## Kutipan Dokumen
◇ ◇ ◇

Sukses

MUI Samarinda Tegaskan Tidak Pernah Ada Penutupan Rumah Ibadah

Dalam surat edaran soal relaksasi kehidupa normal baru, MUI Samarinda memprotes kalimat yang menyebutkan pembukaan kembali rumah ibadah.

Liputan6.com, Samarinda - Majelis Ulama Indonesia (MUI) Kota Samarinda memprotes diksi yang dipilih Pemerinta Kota Samarinda dalam surat edaran terkait fase normal baru yang bakal diterapkan. Ada salah satu poin yang dianggap MUI kurang elok yakni kalimat yang menyebutkan pembukaan kembali rumah ibadah.

Dalam surat edaran nomor 360/003/300.07 menjelaskan soal fase relaksasi Covid-19 tahap pertama di Kota Samarinda yang mulai diterapkan per 1 Juni 2020. Satu dari empat poin menyebut tempat peribadatan dibuka kembali dengan tetap melakukan standar dan protokol kesehatan, menjaga jarak minimal 1 meter antar sesama dan wajib memakai masker di setiap kegiatan peribadatan.

Ketua MUI Samarinda KH Zaini Naim mengaku kurang setuju dengan kalimat di poin tersebut. Bahkan, pimpinan para ulama itu justru mempertanyakan poin tersebut.

"Kesannya sebelumnya ditutup. Ada kesan begitu padahal tidak, tetap adzan, tetap salat. Artinya untuk melakukan salat bisa di rumah saja, tidak ada rumah ibadah ditutup," kata Zaini Naim, Sabtu (30/5/2020).

Selama pandemi dan Bulan Ramadan, tempat ibadah di Kota Samarinda tetap melantunkan panggilan salat. Masjid juga tetap memutar bacaan Alquran sebelum adzan.

Ia melanjutkan jika tempat peribadatan itu dibuka kembali, maka masjid dan tempat ibadah umar Islam lainnya akan membludak. Warga tak lagi beribadah di rumah masing-masing.

◇ ◇ ◇

## Soal Latihan
**a.** Salin bagian berita tentang MUI Samarinda mulai dari "Dalam surat edaran soal" hingga "setiap kegiatan peribadatan.", lalu ganti "surat edaran" dengan "surat resmi".
**b.** Lanjutkan berita tentang protes MUI Samarinda soal rumah ibadah itu, dimulai sesudah kalimat terakhirnya.

(Daftar yang terdapat dalam kumpulan data)

◇ ◇ ◇

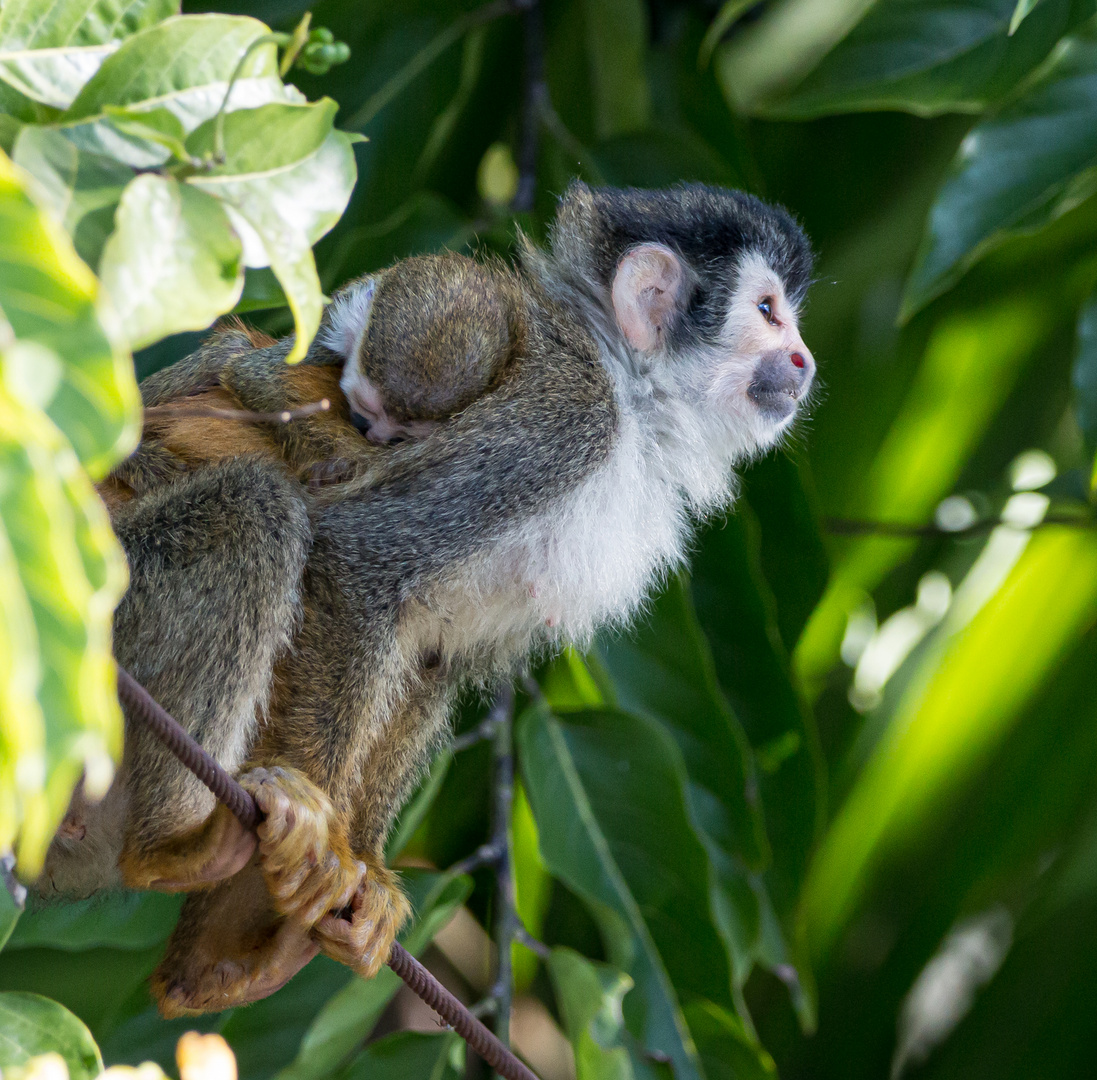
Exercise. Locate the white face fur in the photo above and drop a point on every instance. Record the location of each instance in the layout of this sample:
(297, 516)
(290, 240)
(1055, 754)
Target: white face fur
(749, 382)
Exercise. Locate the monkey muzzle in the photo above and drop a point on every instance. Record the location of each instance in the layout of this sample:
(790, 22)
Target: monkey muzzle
(362, 423)
(780, 381)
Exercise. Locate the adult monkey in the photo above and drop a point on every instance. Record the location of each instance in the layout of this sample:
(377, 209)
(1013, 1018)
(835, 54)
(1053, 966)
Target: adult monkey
(314, 635)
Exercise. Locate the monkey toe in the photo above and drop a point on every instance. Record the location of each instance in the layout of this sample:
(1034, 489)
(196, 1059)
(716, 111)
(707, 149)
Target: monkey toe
(305, 877)
(362, 934)
(207, 984)
(216, 851)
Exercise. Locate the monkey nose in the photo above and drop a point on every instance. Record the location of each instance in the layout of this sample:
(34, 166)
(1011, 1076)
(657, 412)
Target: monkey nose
(780, 381)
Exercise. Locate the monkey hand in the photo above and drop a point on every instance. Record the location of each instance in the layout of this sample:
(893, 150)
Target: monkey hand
(303, 851)
(361, 934)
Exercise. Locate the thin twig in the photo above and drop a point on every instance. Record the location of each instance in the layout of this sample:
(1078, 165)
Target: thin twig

◇ ◇ ◇

## Jawaban per Butir
**a.**
Dalam surat resmi soal relaksasi kehidupa normal baru, MUI Samarinda memprotes kalimat yang menyebutkan pembukaan kembali rumah ibadah.

Liputan6.com, Samarinda - Majelis Ulama Indonesia (MUI) Kota Samarinda memprotes diksi yang dipilih Pemerinta Kota Samarinda dalam surat resmi terkait fase normal baru yang bakal diterapkan. Ada salah satu poin yang dianggap MUI kurang elok yakni kalimat yang menyebutkan pembukaan kembali rumah ibadah.

Dalam surat resmi nomor 360/003/300.07 menjelaskan soal fase relaksasi Covid-19 tahap pertama di Kota Samarinda yang mulai diterapkan per 1 Juni 2020. Satu dari empat poin menyebut tempat peribadatan dibuka kembali dengan tetap melakukan standar dan protokol kesehatan, menjaga jarak minimal 1 meter antar sesama dan wajib memakai masker di setiap kegiatan peribadatan.

**b.**
"Siapa bisa menjamin jaraknya, jaga satu meter itu kalau sudah banyak tentu sulit. Padahal Covid-19 ini kan belum selesai, masih ada di Samarinda," tambahnya.

Ia meminta agar Gugus Tugas Percepatan Penanganan Covid-19, Dinas Kesehatan dan Pemerintah Kota Samarinda untuk mempertimbangkan kembali dan tidak terburu-buru menetapkan.

"Dipikir betul-betul, rapat dulu, baru kalau ada kesepakatan bisa dikeluarkan surat edaran," kata Zaini.

Zaini menegaskan, tidak ada larangan untuk melakukan ibadah di tempat peribadatan tetapi harus dipertimbangkan kembali situasinya. Mengingat banyak masyarakat dari luar Samarinda yang datang ke Kota Tepian.

Dia juga meminta agar petugas yang menetapkan keputusan harus siap. Berulangkali ia mengatakan agar Pemkot Samarinda tidak gegabah mengambil keputusan, dan perlu adanya penjagaan di pintu-pintu masuk Samarinda.

"Jika banyak korban, kita juga yang repot," ujarnya.

Zaini juga mempertanyakan sikap Pemkot Samarinda yang tak melibatkan MUI dalam penetapan surat edaran itu.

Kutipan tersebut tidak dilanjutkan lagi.